Instructions to follow
Work out how many lines of the records contain "supply". Answer with the number and nothing else.

==============================

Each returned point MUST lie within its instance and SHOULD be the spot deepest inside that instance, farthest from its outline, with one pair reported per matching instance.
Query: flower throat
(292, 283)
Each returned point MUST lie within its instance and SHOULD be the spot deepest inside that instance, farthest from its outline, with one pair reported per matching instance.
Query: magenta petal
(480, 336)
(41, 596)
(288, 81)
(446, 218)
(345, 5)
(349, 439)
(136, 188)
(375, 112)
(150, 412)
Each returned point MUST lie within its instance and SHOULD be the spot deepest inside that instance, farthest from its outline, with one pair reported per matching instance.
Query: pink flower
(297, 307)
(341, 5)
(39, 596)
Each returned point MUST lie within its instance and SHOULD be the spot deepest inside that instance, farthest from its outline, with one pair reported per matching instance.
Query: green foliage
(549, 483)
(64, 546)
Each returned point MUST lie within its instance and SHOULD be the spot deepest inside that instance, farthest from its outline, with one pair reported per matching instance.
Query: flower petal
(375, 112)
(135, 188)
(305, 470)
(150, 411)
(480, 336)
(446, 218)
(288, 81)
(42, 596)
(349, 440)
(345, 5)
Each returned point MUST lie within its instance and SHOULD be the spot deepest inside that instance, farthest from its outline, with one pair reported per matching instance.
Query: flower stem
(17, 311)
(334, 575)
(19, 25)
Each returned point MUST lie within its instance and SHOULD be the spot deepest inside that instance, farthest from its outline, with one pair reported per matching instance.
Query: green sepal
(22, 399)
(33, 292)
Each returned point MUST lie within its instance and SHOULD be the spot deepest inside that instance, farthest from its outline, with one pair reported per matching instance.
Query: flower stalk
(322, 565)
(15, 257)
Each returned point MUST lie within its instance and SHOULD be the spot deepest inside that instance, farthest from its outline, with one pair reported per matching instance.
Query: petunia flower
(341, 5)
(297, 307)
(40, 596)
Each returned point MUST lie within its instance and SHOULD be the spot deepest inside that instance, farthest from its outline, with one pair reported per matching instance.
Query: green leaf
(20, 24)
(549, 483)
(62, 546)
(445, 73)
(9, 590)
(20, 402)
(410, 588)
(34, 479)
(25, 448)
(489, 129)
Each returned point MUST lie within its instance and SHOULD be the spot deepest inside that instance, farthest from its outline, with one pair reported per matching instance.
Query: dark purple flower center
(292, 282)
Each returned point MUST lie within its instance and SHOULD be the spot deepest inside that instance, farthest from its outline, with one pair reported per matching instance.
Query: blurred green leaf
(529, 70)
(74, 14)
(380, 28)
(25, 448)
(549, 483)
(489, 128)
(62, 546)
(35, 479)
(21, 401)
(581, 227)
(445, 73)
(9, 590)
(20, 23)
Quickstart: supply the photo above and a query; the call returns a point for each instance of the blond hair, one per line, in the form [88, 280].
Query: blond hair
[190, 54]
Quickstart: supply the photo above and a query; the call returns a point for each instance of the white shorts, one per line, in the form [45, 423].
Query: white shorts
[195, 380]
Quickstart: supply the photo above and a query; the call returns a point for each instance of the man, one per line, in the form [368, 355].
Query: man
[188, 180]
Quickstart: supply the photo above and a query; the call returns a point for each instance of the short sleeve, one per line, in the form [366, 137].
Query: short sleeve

==============================

Output of the exercise
4